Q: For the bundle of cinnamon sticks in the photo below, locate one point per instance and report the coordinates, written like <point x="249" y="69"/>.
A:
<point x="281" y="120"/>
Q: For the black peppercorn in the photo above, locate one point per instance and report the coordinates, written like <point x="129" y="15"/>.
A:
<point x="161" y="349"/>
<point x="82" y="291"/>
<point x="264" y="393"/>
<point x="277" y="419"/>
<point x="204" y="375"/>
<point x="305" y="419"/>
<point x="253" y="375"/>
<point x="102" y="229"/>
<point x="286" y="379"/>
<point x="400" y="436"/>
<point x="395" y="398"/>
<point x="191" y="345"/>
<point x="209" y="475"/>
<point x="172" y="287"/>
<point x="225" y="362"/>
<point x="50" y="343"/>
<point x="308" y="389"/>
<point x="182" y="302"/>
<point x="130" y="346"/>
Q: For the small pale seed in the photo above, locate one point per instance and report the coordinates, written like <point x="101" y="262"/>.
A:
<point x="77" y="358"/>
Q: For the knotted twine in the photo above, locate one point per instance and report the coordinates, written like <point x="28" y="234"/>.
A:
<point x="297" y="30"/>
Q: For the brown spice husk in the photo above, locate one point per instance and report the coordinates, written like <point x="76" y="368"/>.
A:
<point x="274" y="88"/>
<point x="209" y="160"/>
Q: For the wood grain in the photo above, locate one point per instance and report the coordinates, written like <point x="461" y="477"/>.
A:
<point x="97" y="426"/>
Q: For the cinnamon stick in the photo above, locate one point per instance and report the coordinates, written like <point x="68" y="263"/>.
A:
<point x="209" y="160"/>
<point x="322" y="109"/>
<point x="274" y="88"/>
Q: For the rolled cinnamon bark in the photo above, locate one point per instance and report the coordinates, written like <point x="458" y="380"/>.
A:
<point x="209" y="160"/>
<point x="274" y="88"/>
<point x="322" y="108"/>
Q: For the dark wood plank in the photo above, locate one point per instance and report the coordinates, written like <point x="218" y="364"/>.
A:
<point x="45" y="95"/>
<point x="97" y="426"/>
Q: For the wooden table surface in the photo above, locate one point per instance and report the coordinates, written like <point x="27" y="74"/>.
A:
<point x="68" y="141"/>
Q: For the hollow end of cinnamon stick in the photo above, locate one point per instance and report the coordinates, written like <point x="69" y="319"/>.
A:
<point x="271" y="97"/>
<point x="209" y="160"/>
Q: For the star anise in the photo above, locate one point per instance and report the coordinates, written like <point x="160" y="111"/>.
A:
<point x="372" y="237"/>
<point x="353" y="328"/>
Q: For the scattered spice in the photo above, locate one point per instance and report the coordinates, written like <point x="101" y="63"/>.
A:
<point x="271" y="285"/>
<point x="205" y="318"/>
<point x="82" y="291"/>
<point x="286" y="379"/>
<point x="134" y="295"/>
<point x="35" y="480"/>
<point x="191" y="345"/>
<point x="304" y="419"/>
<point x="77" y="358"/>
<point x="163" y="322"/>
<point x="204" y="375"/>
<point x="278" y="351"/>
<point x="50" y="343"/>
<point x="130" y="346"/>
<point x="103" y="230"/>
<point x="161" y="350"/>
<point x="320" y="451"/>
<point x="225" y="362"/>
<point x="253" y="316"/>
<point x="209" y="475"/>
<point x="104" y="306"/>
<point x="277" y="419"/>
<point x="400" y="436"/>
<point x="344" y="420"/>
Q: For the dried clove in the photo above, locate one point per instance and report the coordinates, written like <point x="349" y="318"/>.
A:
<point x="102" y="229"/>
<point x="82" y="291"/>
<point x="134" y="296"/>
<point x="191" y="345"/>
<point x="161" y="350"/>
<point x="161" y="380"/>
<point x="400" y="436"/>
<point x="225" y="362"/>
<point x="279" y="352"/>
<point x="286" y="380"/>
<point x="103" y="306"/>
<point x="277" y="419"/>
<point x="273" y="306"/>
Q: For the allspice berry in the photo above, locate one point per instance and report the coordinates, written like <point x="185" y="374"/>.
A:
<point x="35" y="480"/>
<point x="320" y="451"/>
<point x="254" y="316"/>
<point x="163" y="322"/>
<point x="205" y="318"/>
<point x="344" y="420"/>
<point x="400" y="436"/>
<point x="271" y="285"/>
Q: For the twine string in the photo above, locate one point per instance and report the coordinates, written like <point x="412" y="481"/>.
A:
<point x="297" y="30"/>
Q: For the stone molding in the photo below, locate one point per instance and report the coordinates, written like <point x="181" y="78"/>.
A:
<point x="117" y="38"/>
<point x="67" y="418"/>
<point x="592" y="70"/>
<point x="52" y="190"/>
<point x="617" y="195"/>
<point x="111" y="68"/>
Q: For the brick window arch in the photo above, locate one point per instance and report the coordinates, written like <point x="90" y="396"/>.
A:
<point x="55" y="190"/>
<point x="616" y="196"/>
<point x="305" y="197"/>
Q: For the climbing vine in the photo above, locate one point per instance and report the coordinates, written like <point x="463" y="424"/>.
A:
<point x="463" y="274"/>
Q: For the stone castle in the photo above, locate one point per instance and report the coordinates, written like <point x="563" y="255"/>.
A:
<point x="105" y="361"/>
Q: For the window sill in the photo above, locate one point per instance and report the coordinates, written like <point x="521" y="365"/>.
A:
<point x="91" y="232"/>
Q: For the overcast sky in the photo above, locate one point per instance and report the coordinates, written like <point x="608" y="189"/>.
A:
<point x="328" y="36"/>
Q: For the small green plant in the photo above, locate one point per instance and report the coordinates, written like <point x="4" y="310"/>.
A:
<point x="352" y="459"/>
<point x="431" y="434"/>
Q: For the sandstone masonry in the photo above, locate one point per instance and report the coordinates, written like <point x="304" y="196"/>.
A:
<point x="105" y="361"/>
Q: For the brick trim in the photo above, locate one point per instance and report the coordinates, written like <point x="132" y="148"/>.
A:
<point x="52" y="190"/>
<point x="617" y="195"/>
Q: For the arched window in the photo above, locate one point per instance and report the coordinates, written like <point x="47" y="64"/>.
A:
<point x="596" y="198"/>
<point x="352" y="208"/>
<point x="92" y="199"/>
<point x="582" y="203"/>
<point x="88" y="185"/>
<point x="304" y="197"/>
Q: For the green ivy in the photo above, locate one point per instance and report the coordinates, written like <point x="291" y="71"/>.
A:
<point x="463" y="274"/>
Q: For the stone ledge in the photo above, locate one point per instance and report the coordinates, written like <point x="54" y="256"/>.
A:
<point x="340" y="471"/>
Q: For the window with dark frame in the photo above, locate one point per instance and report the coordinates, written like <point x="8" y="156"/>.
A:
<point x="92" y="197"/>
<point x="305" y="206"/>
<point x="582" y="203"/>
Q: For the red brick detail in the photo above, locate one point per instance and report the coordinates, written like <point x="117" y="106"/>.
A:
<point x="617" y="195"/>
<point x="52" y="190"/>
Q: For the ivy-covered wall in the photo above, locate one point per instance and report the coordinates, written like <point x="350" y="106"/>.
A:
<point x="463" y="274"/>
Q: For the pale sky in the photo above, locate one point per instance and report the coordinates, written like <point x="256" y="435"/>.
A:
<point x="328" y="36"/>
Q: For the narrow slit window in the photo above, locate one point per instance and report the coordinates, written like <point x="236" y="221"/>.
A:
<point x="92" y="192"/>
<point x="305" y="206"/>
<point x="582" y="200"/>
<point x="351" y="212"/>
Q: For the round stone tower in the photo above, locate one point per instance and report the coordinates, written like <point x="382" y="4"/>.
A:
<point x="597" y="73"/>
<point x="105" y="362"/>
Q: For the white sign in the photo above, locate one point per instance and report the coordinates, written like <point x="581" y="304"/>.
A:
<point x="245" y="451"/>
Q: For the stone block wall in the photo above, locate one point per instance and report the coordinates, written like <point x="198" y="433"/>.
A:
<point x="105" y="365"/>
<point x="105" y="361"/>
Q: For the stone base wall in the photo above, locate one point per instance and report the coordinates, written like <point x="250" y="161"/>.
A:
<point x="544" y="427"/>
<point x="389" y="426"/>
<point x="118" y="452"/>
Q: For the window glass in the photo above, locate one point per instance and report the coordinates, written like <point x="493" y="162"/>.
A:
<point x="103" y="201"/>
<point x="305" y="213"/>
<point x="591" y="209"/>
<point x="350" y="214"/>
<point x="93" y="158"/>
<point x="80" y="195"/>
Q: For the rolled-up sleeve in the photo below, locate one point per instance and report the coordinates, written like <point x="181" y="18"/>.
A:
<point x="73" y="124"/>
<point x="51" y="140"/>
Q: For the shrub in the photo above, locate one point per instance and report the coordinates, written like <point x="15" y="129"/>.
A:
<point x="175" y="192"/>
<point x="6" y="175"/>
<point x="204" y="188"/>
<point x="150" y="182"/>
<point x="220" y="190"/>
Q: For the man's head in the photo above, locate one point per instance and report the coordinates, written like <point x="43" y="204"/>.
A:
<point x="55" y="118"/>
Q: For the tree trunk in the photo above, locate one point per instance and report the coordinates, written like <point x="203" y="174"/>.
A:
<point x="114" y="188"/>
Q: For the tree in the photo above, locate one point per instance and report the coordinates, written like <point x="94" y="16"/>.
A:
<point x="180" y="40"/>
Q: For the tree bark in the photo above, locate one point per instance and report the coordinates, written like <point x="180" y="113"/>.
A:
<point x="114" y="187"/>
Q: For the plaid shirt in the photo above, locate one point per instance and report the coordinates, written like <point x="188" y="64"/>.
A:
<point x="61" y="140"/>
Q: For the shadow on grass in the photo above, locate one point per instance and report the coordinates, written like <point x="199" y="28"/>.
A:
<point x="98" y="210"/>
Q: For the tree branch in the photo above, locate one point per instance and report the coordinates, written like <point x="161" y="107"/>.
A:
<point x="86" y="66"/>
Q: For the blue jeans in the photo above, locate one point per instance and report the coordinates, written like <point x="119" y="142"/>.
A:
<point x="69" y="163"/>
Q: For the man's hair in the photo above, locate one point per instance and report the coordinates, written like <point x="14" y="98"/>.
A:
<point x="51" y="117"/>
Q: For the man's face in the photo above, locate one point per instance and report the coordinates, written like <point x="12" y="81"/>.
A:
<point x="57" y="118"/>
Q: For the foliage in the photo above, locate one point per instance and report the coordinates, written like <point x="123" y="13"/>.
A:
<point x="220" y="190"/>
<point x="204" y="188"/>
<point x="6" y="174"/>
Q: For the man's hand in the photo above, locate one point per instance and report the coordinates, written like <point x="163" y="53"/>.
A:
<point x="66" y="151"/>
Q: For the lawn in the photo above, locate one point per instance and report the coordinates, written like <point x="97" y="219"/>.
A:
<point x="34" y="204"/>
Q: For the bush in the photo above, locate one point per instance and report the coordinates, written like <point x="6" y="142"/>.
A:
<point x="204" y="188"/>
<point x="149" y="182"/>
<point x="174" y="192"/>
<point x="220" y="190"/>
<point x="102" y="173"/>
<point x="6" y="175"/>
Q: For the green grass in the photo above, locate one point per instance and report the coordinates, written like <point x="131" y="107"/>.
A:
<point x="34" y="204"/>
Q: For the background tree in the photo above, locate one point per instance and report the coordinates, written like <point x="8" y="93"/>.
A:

○ ○ ○ ○ ○ ○ ○

EXERCISE OBJECTIVE
Please put the lines from the one containing "Q: For the green grass" through the last line above, both included, into a JSON list of strings with one string per line and any blank lines omitted.

EXPECTED OUTPUT
[
  "Q: For the green grass in the photo above, locate one point per instance and report the coordinates, written like <point x=\"131\" y=\"107\"/>.",
  "A:",
  "<point x=\"34\" y=\"204\"/>",
  "Q: For the background tree in the photo above, locate one point per instance and report the coordinates, written like <point x=\"8\" y=\"93\"/>.",
  "A:"
]